-------- Records shown --------
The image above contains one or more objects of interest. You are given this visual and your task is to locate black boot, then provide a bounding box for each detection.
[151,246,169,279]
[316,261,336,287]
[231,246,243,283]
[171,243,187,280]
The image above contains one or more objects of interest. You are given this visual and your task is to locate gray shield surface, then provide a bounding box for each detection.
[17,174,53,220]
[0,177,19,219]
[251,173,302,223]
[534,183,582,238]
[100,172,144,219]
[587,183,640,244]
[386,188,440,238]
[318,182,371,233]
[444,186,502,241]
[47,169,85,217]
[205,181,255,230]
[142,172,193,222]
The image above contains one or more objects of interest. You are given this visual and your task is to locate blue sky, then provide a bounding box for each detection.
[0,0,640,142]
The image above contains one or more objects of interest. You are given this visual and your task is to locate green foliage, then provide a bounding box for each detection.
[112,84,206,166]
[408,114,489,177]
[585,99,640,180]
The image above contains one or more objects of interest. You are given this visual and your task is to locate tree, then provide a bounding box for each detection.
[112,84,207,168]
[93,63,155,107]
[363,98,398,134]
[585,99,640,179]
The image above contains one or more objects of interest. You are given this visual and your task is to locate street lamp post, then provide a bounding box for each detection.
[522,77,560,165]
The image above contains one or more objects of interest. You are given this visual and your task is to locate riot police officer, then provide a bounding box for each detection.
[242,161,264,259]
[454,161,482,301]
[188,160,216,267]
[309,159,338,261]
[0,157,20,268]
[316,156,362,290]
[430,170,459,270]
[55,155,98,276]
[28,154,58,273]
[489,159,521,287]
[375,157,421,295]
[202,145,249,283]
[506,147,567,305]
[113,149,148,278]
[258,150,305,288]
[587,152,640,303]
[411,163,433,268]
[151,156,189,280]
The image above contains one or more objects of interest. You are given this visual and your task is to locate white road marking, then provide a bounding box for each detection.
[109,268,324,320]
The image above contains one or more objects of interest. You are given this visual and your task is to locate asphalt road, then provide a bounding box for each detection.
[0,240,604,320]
--------
#### Given exercise:
Please convert the stretch of the listing from the line containing "to locate riot" through the end of the listing into a Markdown table with the columns Row and Line, one numbered row per line and blank lines left out.

#### Task solution:
| Row | Line |
|---|---|
| 1 | The image above contains one or more objects of interest. You are given this visual and your task is to locate riot police officer, then provide a bounding box for each detection. |
| 2 | [242,161,264,259] |
| 3 | [454,161,482,301] |
| 4 | [188,160,216,267] |
| 5 | [309,159,338,261] |
| 6 | [0,157,20,268] |
| 7 | [316,156,362,290] |
| 8 | [430,170,459,270] |
| 9 | [55,155,98,276] |
| 10 | [28,154,58,273] |
| 11 | [489,159,521,287] |
| 12 | [375,157,421,295] |
| 13 | [202,145,249,283] |
| 14 | [506,147,567,305] |
| 15 | [113,149,148,278] |
| 16 | [258,150,305,288] |
| 17 | [587,152,640,303] |
| 18 | [411,163,433,268] |
| 19 | [151,156,189,280] |
| 20 | The image above contains one or more objects of interest. You are given this visual and your task is to locate white road marking, then provide a bounding box for each detection. |
| 21 | [109,268,324,320] |
| 22 | The image above contains one or more objects of interest. You are given this visual and your task is to locate asphalt road, then provide a bounding box for each detection. |
| 23 | [0,240,604,320] |